## Exercise 1
Could you rewrite the article on drum therapy, starting at "Sitting at the" and ending at "says Steven Angel.", renaming "Mario" to "Marco"?
## Exercise 2
What comes next in the article on drum therapy? Continue it from its last sentence.

#### Passage

Sitting at the far end of the circle is Mario, 18.
He strikes the drum with less force. Most of his anger, he says, is gone.
The scar on his left check was left by a bullet, but he says he’s through
with the streets. He’s going home soon. This time, he says, he’s not coming
back.
The anger and regret of 11 boys with drums sound
like thunder and look like battle. The drumming diminishes gradually, and
when it ends, there are exhausted smiles, heaving chests. Silence.
“Good,” says Steven Angel.
Angel, 46, is founder of Drumming for Your Life,
a musical approach to the health and healing of mind, body and spirit based
in Santa Monica. A child prodigy, who performed at age 6 with the legendary
Buddy Rich looking on, Angel spent most of his life on the fringe of stardom.
Two years ago, he started the drum therapy program,
which has been used by cancer patients, yoga students, men’s groups, high
school students—anyone harboring emotions trying to emerge.

########
#### Material shown

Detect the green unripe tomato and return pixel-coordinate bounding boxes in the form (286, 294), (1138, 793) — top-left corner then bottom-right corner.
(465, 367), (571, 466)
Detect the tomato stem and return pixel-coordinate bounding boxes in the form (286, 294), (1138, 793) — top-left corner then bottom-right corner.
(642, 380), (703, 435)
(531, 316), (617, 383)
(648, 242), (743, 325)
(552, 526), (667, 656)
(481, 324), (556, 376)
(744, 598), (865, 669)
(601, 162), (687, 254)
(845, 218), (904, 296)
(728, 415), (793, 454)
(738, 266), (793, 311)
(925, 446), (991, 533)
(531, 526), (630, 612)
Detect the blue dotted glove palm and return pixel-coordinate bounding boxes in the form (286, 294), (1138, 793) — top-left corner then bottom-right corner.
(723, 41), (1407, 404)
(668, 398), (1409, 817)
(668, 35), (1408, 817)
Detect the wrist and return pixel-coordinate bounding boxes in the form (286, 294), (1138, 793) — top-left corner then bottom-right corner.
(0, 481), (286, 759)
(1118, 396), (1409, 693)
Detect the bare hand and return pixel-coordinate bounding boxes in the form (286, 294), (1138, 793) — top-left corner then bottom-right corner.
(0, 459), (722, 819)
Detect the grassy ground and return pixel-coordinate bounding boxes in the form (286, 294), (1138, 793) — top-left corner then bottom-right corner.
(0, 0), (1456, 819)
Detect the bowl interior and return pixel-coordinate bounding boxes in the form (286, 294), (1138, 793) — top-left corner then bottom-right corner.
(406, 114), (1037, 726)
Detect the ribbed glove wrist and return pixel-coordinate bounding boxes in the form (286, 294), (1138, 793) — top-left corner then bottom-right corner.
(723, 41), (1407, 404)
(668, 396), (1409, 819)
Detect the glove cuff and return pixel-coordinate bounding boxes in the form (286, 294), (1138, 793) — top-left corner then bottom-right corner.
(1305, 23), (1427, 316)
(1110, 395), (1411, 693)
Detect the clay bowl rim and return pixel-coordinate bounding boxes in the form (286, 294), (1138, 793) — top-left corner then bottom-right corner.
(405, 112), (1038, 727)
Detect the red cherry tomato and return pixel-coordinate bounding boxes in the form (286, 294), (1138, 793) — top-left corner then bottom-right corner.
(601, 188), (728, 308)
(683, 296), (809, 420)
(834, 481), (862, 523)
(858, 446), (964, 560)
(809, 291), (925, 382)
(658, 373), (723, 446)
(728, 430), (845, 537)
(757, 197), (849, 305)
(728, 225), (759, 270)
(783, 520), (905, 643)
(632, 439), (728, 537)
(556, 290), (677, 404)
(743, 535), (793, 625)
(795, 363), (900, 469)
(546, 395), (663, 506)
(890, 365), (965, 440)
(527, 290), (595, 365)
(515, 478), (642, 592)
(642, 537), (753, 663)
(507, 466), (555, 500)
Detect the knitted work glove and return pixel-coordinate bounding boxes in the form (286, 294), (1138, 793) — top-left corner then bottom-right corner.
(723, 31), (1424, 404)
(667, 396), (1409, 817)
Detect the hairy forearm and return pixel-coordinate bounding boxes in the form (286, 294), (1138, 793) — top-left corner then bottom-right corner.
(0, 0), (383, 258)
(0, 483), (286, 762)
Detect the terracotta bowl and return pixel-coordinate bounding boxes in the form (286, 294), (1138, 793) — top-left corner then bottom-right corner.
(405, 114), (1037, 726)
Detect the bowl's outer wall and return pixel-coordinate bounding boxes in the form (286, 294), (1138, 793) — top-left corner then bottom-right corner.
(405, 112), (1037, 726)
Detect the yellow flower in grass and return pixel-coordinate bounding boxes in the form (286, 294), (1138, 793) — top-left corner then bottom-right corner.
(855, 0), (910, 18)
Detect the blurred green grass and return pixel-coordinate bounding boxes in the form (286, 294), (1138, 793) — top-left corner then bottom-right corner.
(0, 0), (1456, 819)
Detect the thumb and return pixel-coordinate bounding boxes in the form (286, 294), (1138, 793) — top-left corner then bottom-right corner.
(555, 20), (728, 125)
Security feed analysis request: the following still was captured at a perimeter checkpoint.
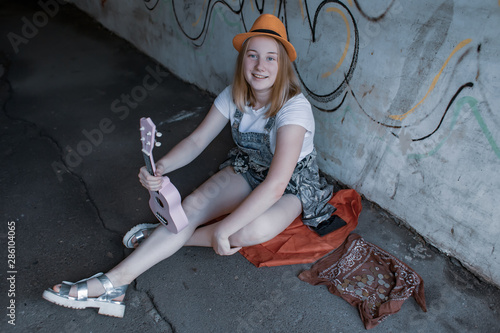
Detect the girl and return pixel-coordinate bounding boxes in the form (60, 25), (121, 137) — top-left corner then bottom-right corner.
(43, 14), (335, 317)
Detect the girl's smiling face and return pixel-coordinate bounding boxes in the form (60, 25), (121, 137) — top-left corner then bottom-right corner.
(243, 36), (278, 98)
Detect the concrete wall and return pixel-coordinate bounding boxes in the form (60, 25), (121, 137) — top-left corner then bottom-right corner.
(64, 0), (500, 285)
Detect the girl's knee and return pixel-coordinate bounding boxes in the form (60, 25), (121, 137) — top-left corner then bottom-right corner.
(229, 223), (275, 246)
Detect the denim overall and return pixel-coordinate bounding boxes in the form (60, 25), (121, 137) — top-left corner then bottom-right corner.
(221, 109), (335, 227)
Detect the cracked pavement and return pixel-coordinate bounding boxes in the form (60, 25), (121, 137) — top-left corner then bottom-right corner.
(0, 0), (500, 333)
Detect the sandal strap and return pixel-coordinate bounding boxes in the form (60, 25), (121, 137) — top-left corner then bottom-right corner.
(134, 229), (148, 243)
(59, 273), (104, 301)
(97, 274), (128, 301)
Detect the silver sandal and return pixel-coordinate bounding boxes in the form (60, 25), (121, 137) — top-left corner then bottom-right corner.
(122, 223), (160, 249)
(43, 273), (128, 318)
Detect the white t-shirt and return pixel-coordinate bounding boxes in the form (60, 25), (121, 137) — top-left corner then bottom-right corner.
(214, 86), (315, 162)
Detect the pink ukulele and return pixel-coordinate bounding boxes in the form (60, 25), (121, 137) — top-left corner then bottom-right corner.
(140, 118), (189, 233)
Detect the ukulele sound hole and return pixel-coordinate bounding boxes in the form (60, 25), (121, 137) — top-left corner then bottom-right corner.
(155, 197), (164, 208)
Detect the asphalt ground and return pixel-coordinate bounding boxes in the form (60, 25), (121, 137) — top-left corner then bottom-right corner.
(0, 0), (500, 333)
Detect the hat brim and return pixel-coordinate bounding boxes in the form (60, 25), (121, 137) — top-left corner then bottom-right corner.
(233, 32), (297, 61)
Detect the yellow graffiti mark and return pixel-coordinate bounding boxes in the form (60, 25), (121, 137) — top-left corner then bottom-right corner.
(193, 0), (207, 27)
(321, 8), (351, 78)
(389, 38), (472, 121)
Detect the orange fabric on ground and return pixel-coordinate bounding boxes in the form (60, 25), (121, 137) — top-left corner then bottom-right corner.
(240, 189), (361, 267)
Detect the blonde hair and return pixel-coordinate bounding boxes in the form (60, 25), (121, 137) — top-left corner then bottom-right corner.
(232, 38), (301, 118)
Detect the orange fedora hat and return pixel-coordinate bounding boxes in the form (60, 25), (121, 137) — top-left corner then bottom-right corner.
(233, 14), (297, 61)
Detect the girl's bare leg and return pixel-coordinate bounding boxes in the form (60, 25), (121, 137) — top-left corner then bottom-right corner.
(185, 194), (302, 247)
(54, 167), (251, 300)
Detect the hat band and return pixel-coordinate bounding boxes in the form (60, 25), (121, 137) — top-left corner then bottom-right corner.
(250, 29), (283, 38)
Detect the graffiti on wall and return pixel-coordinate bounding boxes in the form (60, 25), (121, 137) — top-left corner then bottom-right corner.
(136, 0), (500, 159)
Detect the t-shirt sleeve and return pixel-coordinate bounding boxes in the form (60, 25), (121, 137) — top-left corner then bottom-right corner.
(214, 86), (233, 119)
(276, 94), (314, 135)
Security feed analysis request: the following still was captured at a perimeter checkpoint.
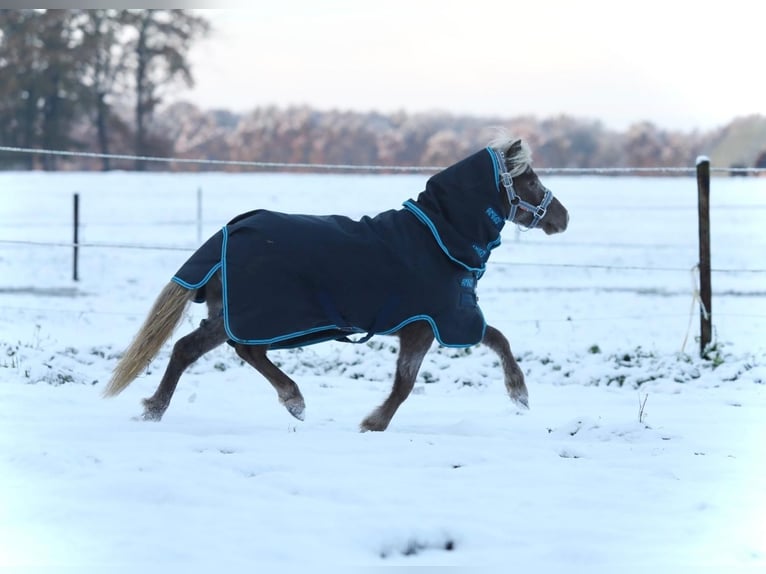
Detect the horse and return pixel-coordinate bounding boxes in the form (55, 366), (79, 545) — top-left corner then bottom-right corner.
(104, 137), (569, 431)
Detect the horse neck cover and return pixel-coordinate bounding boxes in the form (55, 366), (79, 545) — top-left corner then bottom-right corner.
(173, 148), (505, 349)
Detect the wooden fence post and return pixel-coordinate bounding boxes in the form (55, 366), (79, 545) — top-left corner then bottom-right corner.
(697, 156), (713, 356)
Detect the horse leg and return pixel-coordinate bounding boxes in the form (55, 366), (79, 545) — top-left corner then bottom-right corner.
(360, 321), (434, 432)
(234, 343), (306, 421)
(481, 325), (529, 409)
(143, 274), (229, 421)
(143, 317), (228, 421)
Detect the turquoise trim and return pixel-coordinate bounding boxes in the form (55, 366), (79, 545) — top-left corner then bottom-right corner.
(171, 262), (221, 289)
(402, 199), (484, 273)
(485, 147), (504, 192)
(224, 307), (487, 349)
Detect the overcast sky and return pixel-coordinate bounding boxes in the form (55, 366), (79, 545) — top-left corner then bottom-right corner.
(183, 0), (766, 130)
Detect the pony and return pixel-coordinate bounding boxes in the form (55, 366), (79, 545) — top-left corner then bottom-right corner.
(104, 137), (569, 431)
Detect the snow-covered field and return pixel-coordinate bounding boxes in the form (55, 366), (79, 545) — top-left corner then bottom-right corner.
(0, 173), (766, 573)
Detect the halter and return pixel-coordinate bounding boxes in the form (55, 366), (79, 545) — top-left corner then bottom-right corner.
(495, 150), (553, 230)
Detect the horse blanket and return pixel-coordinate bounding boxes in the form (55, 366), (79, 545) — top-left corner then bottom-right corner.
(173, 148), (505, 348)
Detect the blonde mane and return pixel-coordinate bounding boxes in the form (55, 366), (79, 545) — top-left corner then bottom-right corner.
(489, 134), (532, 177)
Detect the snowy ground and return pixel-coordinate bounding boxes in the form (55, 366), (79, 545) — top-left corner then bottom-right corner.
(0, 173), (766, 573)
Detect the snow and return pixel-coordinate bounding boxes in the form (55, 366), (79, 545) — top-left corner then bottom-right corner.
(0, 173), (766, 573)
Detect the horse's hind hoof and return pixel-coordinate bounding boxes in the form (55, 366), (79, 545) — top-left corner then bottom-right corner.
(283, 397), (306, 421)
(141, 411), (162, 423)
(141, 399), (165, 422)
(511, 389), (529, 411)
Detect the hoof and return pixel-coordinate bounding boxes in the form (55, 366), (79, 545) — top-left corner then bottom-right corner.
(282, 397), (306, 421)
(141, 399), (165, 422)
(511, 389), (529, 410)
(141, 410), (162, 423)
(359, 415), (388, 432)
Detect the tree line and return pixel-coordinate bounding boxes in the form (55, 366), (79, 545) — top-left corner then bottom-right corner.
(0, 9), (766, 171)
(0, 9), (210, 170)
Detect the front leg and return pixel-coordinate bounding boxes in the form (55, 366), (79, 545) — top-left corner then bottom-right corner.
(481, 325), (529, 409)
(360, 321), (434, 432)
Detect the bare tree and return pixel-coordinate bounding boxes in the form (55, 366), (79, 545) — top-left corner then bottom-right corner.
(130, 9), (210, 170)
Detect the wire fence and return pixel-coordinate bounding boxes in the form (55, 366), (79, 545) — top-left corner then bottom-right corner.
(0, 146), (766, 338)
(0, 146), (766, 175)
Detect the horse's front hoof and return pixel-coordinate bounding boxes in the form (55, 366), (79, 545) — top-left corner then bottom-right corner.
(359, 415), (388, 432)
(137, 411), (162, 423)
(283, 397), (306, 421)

########
#### Material shown

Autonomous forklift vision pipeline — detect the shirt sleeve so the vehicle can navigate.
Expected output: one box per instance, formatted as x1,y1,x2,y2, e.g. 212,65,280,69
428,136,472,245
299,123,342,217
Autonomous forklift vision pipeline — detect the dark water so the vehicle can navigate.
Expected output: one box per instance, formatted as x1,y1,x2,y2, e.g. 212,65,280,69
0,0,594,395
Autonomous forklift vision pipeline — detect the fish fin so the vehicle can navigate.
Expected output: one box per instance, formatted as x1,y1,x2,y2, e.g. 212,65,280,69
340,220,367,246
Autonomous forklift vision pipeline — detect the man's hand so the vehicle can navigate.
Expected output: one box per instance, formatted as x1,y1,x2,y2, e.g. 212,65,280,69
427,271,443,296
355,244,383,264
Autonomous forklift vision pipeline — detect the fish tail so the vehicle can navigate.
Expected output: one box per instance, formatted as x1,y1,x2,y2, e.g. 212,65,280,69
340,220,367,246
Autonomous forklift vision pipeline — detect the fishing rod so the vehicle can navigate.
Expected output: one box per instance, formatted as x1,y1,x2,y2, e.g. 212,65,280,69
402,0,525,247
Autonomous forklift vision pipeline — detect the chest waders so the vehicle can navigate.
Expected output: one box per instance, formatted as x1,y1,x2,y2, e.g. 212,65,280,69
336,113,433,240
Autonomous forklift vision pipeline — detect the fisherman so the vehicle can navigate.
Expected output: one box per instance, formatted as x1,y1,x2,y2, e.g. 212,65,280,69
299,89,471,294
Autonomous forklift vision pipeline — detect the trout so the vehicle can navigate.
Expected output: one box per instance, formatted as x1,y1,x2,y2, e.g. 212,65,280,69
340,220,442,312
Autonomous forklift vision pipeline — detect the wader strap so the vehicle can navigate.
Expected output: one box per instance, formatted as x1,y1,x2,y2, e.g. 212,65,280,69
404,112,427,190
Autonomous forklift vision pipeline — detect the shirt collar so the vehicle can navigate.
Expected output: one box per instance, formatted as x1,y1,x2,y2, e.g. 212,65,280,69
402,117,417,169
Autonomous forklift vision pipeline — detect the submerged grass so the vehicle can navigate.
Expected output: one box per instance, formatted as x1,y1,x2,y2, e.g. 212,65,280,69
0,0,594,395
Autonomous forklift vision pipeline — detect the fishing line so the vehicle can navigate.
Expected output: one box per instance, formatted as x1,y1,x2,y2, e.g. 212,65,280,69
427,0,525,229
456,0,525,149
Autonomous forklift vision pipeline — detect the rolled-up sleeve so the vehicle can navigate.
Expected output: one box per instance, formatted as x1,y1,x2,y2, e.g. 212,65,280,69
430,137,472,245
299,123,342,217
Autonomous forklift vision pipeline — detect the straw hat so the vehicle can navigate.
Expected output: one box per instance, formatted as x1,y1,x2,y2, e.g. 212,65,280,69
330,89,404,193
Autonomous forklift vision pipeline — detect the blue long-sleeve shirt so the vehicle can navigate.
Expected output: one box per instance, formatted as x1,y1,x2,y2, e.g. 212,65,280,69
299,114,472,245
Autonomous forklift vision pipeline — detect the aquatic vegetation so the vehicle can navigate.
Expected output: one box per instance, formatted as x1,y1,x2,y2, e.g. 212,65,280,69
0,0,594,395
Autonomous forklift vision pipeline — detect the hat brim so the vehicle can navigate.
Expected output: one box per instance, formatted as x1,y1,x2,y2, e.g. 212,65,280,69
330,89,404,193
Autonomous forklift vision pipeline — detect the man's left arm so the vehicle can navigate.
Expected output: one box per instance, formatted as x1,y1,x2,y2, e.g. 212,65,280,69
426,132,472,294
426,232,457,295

########

## Answer section 1
Sitting at the far end of the circle is Marco, 18.
He strikes the drum with less force. Most of his anger, he says, is gone.
The scar on his left check was left by a bullet, but he says he’s through
with the streets. He’s going home soon. This time, he says, he’s not coming
back.
The anger and regret of 11 boys with drums sound
like thunder and look like battle. The drumming diminishes gradually, and
when it ends, there are exhausted smiles, heaving chests. Silence.
“Good,” says Steven Angel.

## Answer section 2
For the boys at Camp Holton, it is a chance to express
feelings that words alone cannot. Incorporated into the music program by
volunteer instructor Fletcher Beasley, drum therapy serves as a vent and
as a bond.
“There’s a lot of anger, resignation to the way
things are in the world,” Beasley says. “There’s a lot of sadness and
fear. A lot of that is lifted from them by this program.”
Mario says he feels good at the end of the one-hour
session, although he isn’t sure exactly what it is about the drums that
makes him feel that way.
“You get everything out,” he says. “You let out
some stuff you don’t even think about. It’s weird.”